*Fragmento seleccionado*

···

Denunciar un genocidio no es antisemitismo. Nombrar como una masacre lo que ocurre en Gaza no es un acto de odio al pueblo judío, es una obligación ética ante la barbarie. La propaganda intenta silenciar cualquier crítica al gobierno de Israel bajo la etiqueta infame de antisemitismo. Exigir responsabilidades a un Estado, a un gobierno, no equivale a atacar a una religión ni a un pueblo.
Lo que ocurre en Gaza no es una guerra, no es una operación militar y, mucho menos, legítima defensa. No lo es cuando una de las partes lanza misiles contra campos de refugiados, corta el acceso al agua, electricidad y alimentos a dos millones de personas, en su mayoría niños y mujeres. Gaza no es un escenario de batalla, es un campo de exterminio auspiciado por la inacción global y la complicidad.
Aquellos que alzan la voz y denuncian las atrocidades que se están cometiendo reciben inmediatamente una etiqueta: antisemita. Benjamin Netanyahu y sus aliados han buscado, convenencieramente por décadas, borrar cualquier distinción entre judaísmo, sionismo y Estado de Israel. El gabinete actual está conformado por figuras de ultraderecha religiosa y nacionalista que promueven las políticas más radicales en décadas y no todo el pueblo israelí está a su favor. Basta ver las protestas al interior de Israel.

···

*Material proporcionado*

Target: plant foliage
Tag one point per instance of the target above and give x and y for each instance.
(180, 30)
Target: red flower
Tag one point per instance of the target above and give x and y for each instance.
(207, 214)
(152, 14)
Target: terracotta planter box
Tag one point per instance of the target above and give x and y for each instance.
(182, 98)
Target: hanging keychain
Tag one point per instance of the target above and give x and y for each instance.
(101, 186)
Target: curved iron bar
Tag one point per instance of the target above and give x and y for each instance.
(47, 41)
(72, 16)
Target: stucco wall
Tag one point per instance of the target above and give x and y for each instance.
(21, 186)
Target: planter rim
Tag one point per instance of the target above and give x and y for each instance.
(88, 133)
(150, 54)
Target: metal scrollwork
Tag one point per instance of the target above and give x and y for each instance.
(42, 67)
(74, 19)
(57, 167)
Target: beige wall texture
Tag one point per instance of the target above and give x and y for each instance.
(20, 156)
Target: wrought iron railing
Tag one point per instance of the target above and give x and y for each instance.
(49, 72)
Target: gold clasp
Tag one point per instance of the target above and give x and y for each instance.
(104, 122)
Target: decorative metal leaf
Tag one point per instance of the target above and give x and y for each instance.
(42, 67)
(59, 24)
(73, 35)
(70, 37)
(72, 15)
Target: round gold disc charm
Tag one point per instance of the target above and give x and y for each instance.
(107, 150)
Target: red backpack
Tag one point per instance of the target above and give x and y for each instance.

···

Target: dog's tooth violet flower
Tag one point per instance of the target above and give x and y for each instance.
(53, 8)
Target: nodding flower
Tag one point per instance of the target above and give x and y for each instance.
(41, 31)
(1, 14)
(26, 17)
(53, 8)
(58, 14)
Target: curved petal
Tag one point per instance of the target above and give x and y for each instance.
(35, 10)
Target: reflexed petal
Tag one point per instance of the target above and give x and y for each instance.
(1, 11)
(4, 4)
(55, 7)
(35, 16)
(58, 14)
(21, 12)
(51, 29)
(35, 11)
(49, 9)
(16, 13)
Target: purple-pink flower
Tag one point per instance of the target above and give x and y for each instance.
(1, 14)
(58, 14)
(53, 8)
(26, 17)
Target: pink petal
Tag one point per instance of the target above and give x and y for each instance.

···

*Requisitos del ejercicio*
• a. Según el fragmento sobre Gaza, ¿a cuántas personas se les corta el acceso al agua, la electricidad y los alimentos?
• b. Prosigue el fragmento sobre Gaza a partir de su última oración.

*Respuestas por punto*
• a. A dos millones de personas, en su mayoría niños y mujeres.

• b.
Netanyahu y sus secuaces hacen creer que el sionismo es una ideológica monolítica y no es así. Existen corrientes progresistas, conservadoras y extremistas. El gobierno actual sólo es una facción de lo que es, verdaderamente, el pueblo judío. Tampoco todos los judíos son sionistas.
En Nueva York, Londres, París y demás capitales judíos ortodoxos protestan con pancartas que dicen: “No en nuestro nombre”. Organizaciones como Jewish Voice for Peace, junto con científicos e intelectuales judíos, son de las voces más firmes en defensa del pueblo palestino. El criminal en esta historia es el gobierno de Israel, encabezado por Netanyahu, no el pueblo judío.
Confundir y dejar en la ambigüedad antisionismo con antisemitismo blinda al gobierno de Israel de cualquier crítica y parece que lo vuelve exento de respetar el derecho internacional. En Europa y Estados Unidos se llegó al extremo del absurdo prohibiendo manifestaciones en favor de Palestina, argumentando la imbecilidad de que podría terminar en discursos de odio. Censurar las protestas que permiten perpetuar la impunidad, criminalizar la solidaridad, es complicidad. Punto.
GAZA MUERE LENTAMENTE
Mientras los gobiernos se pierden en eufemismos, Gaza muere a cada minuto. Casi 50 mil personas enfrentan hambre extrema, una de cada tres pasa días enteros sin comer. Más de 100 mil niños sufren desnutrición aguda grave. No hay comida, no hay medicinas, no hay leche ni hospitales. ¿Cómo es posible morir de hambre en pleno siglo XXI? ¿Cómo nadie hace nada? Frente a las imágenes de los cuerpos esqueléticos y las miradas moribundas sólo se responde con discursos vacíos, llamados a nada, negociaciones interminables y la cobardía.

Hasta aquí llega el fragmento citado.